- Aim of the task -
Return only the stretch of the material below that begins with the line containing "Target: black smartphone" and ends with the line containing "Task: point at the pocket", exactly; both of those lines belong to it.

- Records for this exercise -
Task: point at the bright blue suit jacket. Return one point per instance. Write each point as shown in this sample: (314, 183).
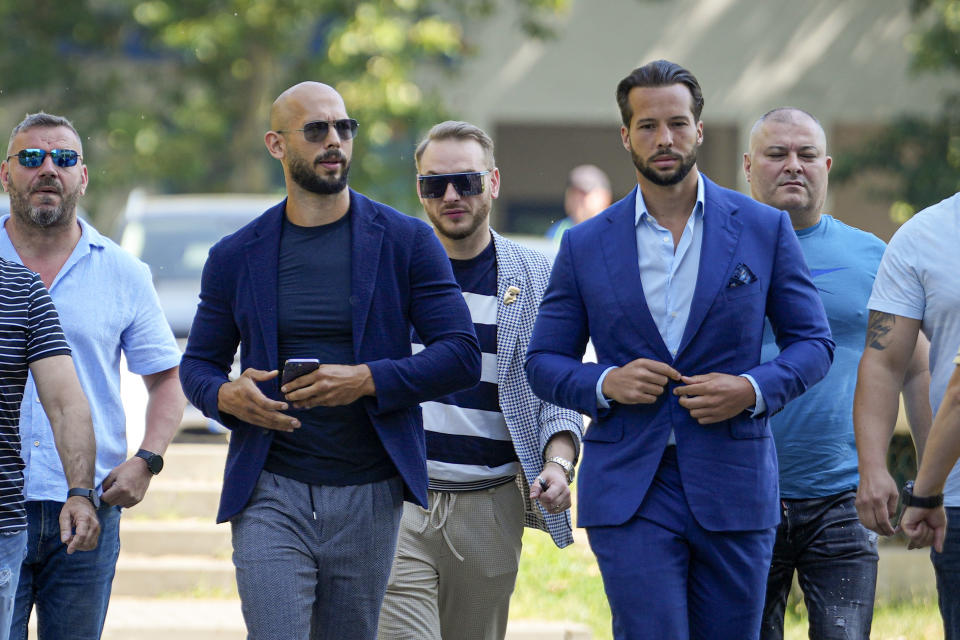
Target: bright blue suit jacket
(729, 469)
(400, 277)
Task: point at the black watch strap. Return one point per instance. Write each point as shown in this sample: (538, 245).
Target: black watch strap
(924, 502)
(154, 460)
(89, 494)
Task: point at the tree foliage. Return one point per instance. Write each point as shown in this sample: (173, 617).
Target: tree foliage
(922, 155)
(175, 94)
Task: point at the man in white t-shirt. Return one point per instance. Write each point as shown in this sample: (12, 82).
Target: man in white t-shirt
(917, 288)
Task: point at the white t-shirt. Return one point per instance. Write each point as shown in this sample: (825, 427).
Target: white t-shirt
(919, 278)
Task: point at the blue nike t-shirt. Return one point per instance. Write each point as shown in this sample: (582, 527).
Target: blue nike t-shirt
(814, 433)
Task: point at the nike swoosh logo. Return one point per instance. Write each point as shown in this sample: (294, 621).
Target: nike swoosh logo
(821, 272)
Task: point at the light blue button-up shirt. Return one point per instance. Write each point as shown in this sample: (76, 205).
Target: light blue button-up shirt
(107, 304)
(669, 278)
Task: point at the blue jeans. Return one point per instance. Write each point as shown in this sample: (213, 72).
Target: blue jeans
(13, 546)
(836, 562)
(313, 561)
(71, 592)
(946, 565)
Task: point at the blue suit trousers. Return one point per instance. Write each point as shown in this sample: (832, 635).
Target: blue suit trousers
(666, 577)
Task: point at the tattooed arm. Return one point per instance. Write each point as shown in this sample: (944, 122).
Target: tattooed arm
(891, 342)
(916, 395)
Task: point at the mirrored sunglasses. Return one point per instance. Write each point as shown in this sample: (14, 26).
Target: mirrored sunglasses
(34, 157)
(466, 184)
(317, 131)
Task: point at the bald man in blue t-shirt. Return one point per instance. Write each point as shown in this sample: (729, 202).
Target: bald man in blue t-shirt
(820, 535)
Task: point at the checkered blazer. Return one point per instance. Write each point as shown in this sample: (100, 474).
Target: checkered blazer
(531, 421)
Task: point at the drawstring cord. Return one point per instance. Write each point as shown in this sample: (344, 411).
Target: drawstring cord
(443, 502)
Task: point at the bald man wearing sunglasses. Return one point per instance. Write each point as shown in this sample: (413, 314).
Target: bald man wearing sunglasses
(498, 457)
(107, 306)
(319, 464)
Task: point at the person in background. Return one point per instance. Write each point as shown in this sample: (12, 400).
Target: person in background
(916, 290)
(819, 536)
(107, 306)
(33, 342)
(587, 194)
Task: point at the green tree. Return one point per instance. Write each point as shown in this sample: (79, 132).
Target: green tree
(175, 94)
(921, 155)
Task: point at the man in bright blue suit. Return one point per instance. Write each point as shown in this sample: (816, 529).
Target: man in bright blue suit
(319, 464)
(678, 483)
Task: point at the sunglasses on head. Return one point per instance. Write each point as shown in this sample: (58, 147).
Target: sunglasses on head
(466, 184)
(34, 157)
(317, 130)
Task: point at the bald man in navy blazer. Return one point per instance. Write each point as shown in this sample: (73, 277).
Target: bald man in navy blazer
(678, 483)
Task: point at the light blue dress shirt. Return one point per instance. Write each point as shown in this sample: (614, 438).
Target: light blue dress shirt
(107, 304)
(669, 278)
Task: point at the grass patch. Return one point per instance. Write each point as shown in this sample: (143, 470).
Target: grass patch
(560, 584)
(564, 584)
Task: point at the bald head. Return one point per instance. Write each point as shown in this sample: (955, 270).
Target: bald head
(290, 106)
(787, 164)
(788, 116)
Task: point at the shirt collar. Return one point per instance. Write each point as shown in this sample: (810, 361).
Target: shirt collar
(643, 214)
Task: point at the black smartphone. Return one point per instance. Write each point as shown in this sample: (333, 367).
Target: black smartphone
(296, 367)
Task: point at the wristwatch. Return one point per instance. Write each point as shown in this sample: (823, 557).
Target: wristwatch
(567, 466)
(154, 460)
(89, 494)
(924, 502)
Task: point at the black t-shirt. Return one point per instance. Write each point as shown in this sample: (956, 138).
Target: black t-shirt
(334, 445)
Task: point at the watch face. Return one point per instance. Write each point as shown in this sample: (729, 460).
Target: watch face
(155, 464)
(154, 460)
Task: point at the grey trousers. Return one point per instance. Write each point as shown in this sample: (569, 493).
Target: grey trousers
(312, 561)
(456, 567)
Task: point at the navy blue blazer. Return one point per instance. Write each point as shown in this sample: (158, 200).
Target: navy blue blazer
(400, 277)
(729, 469)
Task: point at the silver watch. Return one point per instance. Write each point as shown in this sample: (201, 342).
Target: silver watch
(567, 466)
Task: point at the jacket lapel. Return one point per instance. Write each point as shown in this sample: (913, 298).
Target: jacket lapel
(367, 238)
(262, 254)
(721, 232)
(620, 254)
(508, 315)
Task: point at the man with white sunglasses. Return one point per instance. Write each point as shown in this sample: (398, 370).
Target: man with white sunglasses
(107, 305)
(494, 449)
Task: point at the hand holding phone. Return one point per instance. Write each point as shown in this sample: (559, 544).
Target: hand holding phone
(295, 367)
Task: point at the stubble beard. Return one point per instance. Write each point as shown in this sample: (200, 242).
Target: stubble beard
(44, 216)
(659, 179)
(306, 177)
(476, 219)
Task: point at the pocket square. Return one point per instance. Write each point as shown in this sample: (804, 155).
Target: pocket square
(741, 276)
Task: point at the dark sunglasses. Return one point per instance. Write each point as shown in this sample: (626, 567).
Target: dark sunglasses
(318, 130)
(34, 157)
(466, 184)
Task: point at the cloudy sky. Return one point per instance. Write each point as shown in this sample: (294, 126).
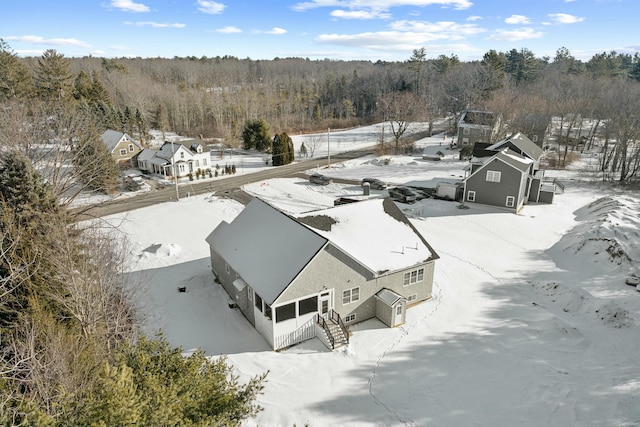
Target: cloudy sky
(387, 30)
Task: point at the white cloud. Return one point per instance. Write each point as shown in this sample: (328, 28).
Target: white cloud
(380, 4)
(229, 30)
(564, 18)
(276, 31)
(51, 42)
(517, 19)
(156, 24)
(515, 35)
(210, 7)
(360, 14)
(442, 29)
(129, 6)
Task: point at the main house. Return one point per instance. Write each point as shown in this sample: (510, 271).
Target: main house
(178, 158)
(122, 147)
(312, 275)
(507, 174)
(478, 126)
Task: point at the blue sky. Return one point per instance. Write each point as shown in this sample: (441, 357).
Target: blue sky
(387, 30)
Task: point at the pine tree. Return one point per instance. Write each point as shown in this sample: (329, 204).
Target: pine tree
(256, 135)
(15, 79)
(153, 384)
(53, 78)
(21, 186)
(276, 151)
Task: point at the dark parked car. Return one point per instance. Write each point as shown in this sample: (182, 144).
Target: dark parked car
(374, 183)
(402, 194)
(317, 178)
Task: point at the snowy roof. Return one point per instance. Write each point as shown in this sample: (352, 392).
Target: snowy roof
(388, 296)
(265, 247)
(374, 232)
(522, 143)
(514, 159)
(477, 118)
(507, 156)
(112, 138)
(146, 154)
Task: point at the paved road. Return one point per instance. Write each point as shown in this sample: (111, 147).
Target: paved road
(229, 187)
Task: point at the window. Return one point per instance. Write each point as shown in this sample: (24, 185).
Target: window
(414, 276)
(350, 295)
(493, 176)
(309, 305)
(471, 196)
(286, 312)
(511, 201)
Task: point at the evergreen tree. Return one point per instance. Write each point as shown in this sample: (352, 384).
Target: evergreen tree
(15, 79)
(277, 151)
(95, 167)
(153, 384)
(256, 135)
(82, 86)
(53, 78)
(22, 187)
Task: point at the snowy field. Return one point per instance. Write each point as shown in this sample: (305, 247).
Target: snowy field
(531, 322)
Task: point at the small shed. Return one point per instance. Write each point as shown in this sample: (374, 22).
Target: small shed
(390, 307)
(449, 190)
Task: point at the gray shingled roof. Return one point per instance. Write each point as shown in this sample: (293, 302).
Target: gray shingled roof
(267, 248)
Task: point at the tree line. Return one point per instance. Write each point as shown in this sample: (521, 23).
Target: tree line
(72, 346)
(70, 342)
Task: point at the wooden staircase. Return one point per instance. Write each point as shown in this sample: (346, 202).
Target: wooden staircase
(335, 329)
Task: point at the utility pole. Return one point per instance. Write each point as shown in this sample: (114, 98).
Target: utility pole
(173, 167)
(328, 148)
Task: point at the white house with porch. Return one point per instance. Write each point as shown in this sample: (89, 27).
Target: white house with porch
(184, 157)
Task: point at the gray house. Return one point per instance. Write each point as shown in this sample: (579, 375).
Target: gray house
(501, 180)
(295, 278)
(518, 146)
(478, 126)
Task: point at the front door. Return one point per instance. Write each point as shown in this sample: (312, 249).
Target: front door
(324, 304)
(397, 319)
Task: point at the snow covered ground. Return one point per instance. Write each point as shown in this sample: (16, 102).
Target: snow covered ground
(531, 322)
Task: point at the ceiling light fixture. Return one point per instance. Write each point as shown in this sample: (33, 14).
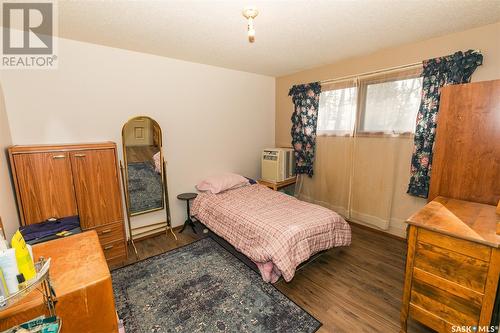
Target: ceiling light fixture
(250, 13)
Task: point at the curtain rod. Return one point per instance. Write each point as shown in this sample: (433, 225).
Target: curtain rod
(379, 71)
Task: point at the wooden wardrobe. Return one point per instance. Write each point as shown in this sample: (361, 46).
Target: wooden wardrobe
(55, 181)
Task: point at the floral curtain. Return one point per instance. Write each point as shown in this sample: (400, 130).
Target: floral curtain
(452, 69)
(305, 97)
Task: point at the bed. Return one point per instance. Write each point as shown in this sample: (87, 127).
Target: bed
(276, 231)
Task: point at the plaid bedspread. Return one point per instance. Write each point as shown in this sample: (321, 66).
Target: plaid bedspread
(269, 226)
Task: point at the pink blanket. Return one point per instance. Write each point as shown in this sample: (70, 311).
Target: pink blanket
(275, 230)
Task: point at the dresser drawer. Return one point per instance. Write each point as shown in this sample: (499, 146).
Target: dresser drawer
(453, 309)
(110, 233)
(459, 268)
(114, 250)
(461, 246)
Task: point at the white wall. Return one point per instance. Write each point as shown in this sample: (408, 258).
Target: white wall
(8, 211)
(213, 119)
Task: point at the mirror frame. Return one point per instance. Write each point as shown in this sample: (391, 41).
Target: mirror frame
(124, 149)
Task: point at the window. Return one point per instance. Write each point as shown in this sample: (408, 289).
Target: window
(337, 111)
(391, 107)
(388, 105)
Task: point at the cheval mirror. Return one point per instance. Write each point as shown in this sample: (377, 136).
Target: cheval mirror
(144, 175)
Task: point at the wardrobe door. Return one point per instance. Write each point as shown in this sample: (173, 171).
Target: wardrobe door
(45, 186)
(97, 187)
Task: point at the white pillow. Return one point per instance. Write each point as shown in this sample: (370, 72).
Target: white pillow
(223, 182)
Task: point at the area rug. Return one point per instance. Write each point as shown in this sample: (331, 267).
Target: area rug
(203, 288)
(144, 187)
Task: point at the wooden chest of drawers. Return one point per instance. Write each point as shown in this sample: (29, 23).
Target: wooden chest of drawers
(453, 265)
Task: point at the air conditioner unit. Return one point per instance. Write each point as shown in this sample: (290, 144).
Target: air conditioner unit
(278, 164)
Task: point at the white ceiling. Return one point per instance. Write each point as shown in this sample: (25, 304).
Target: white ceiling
(291, 35)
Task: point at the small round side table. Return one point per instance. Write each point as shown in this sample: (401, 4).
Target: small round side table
(186, 197)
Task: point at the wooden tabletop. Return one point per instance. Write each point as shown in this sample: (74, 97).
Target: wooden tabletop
(461, 219)
(82, 282)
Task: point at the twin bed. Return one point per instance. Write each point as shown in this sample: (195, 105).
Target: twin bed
(274, 230)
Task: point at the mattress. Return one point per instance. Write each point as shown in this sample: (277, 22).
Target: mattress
(276, 231)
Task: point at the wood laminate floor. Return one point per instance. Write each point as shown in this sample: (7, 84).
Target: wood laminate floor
(358, 289)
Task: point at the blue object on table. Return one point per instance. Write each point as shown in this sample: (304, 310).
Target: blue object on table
(42, 230)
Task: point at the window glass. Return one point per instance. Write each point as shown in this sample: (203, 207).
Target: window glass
(337, 111)
(391, 107)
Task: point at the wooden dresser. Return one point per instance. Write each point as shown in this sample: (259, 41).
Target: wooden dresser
(54, 181)
(453, 265)
(453, 261)
(82, 283)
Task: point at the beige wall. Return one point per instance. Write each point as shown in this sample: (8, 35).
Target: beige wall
(213, 119)
(8, 211)
(485, 38)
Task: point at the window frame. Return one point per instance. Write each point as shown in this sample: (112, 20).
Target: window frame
(362, 99)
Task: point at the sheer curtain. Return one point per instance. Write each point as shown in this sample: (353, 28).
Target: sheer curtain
(330, 186)
(364, 146)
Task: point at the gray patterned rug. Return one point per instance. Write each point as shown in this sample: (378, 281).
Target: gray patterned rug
(203, 288)
(144, 187)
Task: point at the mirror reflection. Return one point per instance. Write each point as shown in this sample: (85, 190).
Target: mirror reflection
(142, 149)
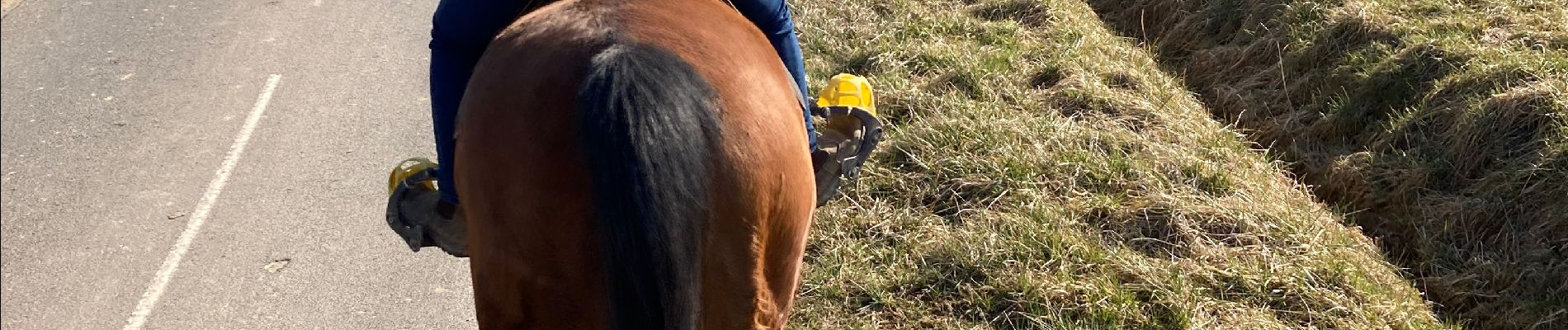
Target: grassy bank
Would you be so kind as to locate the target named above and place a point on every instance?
(1440, 125)
(1043, 172)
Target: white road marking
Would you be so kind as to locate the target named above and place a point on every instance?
(172, 263)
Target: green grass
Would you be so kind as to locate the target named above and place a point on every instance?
(1440, 125)
(1043, 172)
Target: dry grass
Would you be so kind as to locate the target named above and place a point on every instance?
(1041, 172)
(1438, 124)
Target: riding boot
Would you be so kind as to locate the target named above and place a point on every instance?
(848, 136)
(419, 216)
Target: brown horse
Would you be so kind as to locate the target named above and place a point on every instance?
(634, 165)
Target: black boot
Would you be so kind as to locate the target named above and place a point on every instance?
(421, 218)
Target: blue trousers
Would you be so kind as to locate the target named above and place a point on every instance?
(465, 27)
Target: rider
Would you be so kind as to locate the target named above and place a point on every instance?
(463, 29)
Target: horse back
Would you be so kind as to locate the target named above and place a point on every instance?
(522, 174)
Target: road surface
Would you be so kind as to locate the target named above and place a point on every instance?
(127, 125)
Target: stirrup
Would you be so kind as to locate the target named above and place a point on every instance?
(848, 96)
(408, 176)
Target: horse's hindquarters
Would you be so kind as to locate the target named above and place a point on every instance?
(524, 183)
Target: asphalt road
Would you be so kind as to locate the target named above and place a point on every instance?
(116, 120)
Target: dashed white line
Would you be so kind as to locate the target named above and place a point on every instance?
(172, 263)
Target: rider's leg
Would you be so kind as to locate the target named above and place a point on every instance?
(773, 19)
(463, 29)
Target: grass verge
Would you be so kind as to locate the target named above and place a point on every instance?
(1440, 125)
(1041, 172)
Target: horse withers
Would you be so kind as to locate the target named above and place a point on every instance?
(634, 165)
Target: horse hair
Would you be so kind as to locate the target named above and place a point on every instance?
(648, 129)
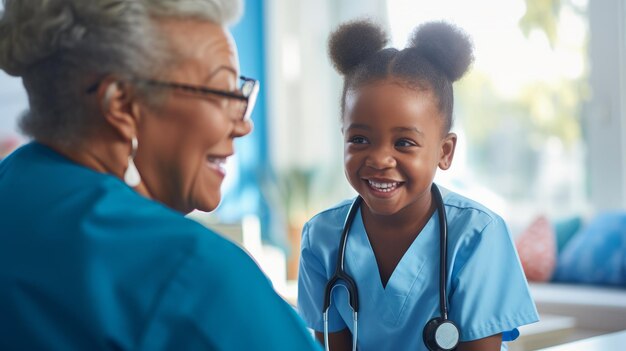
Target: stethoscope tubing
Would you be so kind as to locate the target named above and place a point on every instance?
(351, 287)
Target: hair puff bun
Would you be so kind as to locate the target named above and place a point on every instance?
(445, 46)
(353, 42)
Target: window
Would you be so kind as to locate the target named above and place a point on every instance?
(518, 111)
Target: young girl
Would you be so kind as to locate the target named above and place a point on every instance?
(418, 276)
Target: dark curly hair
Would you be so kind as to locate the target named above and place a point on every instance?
(438, 54)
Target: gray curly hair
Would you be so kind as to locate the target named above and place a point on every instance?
(55, 44)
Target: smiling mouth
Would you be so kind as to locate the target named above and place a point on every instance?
(217, 164)
(384, 187)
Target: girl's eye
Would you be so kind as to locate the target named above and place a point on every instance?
(358, 140)
(405, 143)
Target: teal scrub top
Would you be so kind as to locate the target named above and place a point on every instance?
(86, 263)
(487, 290)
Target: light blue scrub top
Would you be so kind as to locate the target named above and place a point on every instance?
(86, 263)
(487, 290)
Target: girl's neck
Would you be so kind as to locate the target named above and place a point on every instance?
(410, 219)
(391, 235)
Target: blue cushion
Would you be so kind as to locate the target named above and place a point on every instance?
(564, 230)
(597, 254)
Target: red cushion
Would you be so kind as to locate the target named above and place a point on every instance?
(536, 247)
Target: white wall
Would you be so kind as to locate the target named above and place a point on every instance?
(605, 118)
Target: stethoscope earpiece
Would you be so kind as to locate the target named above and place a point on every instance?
(441, 335)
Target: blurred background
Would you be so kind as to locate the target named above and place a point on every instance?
(541, 116)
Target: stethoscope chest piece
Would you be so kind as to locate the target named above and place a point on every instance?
(441, 335)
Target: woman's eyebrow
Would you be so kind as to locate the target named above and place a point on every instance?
(220, 69)
(408, 129)
(359, 126)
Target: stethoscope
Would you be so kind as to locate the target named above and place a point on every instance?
(440, 333)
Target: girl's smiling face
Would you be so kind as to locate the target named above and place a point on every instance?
(394, 141)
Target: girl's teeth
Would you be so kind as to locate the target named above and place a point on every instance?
(384, 187)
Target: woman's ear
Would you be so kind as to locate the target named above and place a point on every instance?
(448, 146)
(117, 107)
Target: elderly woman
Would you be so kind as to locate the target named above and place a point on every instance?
(134, 107)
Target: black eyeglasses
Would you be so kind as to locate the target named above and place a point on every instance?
(243, 99)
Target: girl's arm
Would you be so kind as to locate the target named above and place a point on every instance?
(338, 341)
(490, 343)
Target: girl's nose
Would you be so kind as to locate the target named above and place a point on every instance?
(241, 128)
(380, 159)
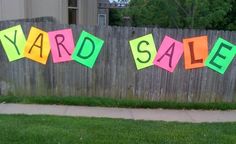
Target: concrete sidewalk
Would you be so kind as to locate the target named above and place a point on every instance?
(195, 116)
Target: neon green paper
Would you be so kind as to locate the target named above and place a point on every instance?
(13, 41)
(144, 51)
(87, 49)
(221, 56)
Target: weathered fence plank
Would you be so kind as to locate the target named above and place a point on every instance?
(114, 74)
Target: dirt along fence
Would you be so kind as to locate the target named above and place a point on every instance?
(114, 74)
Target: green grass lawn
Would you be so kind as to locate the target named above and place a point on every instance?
(109, 102)
(20, 129)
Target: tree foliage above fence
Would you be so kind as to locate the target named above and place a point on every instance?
(209, 14)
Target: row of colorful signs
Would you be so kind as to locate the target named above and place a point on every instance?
(61, 44)
(195, 51)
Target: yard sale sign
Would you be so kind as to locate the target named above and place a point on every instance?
(39, 44)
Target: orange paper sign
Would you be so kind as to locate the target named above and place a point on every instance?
(37, 46)
(195, 51)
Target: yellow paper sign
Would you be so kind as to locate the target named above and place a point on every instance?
(37, 46)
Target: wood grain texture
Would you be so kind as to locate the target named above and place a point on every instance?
(114, 74)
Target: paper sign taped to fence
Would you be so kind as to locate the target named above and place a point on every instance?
(62, 45)
(195, 51)
(144, 51)
(221, 56)
(87, 49)
(169, 54)
(37, 46)
(13, 41)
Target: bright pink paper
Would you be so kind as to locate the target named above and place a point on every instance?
(168, 47)
(65, 46)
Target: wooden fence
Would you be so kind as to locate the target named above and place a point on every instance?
(114, 74)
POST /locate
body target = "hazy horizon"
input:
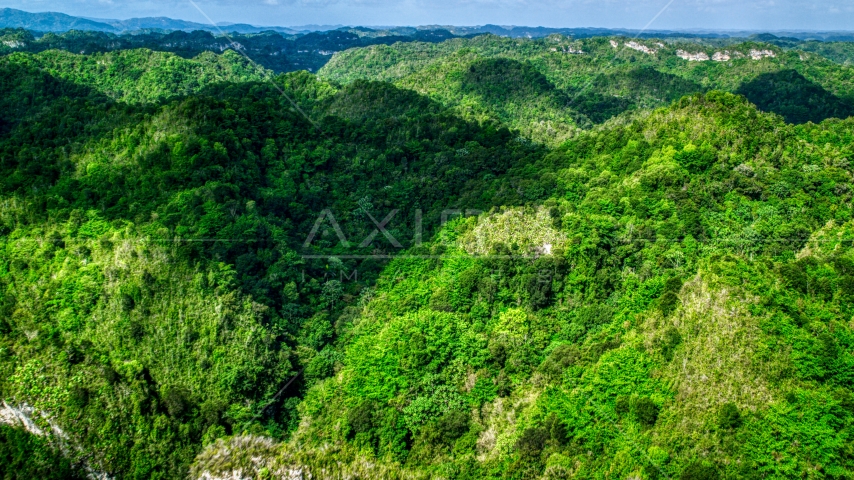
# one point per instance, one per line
(717, 15)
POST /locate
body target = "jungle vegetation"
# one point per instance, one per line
(594, 262)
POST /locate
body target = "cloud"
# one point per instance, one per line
(711, 14)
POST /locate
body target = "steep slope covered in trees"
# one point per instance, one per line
(603, 77)
(196, 275)
(690, 321)
(154, 297)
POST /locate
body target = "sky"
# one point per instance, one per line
(766, 15)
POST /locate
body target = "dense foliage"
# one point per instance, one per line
(208, 268)
(598, 78)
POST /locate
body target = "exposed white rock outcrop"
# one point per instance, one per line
(23, 416)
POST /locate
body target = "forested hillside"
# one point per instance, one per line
(279, 52)
(600, 78)
(647, 270)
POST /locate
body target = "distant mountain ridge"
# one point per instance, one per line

- Answer space -
Target: black smartphone
(296, 367)
Task: point at the wristwatch. Return one point per instance. Write each point as shown in this sample: (823, 557).
Target: wristwatch
(567, 466)
(154, 460)
(89, 494)
(924, 502)
Task: point at the black t-shirt. Return one point per instance. Write each point as shown in this sample: (956, 138).
Target: black t-shirt
(334, 445)
Task: point at the watch face. Return one point per instance. Write each point as shown in this sample: (729, 460).
Target: watch face
(155, 464)
(154, 460)
Task: point at the grey trousers. Return one point per instance. Write each point as shown in this sample: (569, 493).
Target: grey trousers
(312, 561)
(456, 567)
Task: point at the navy blue blazer. Return one point per instance. Write each point as shown in this sample: (158, 200).
Target: navy blue blazer
(400, 277)
(729, 469)
Task: point at the silver watch. Return one point per instance. Write each point as shown in this sample: (201, 342).
Target: silver watch
(567, 466)
Task: point at the jacket lapel. Return one point per instance. Write each point as shown in this sample: (913, 298).
Target: jacket lapel
(367, 238)
(262, 254)
(721, 232)
(620, 254)
(508, 315)
Task: point at the man with white sunglasses. Return one point per instance. Write each point as shown in this sample: (398, 370).
Target: man with white sunglasses
(107, 305)
(494, 449)
Task: point at the hand holding phone. Return one point per instance. Write each point as shown in this sample: (559, 544).
Target: hand holding phone
(295, 367)
Task: point at the stubble beard. Return one point per instance. Write each point as shown in this sample: (200, 242).
Target: stubble beard
(44, 216)
(659, 179)
(306, 177)
(476, 219)
Task: point at the pocket square. Return one point per instance. Write each point as shown in this sample: (804, 155).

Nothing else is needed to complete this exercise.